- **Task to complete**: Rewrite the records below so that every "gray hair" is renamed "silver hair", leaving all other text unchanged.

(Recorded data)

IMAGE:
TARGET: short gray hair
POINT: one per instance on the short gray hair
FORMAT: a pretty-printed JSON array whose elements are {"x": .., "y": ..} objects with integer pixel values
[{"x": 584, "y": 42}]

- **Task response**:
IMAGE:
TARGET: short silver hair
POINT: one per instance on the short silver hair
FORMAT: a pretty-printed JSON array whose elements are {"x": .., "y": ..} objects with integer pixel values
[{"x": 584, "y": 42}]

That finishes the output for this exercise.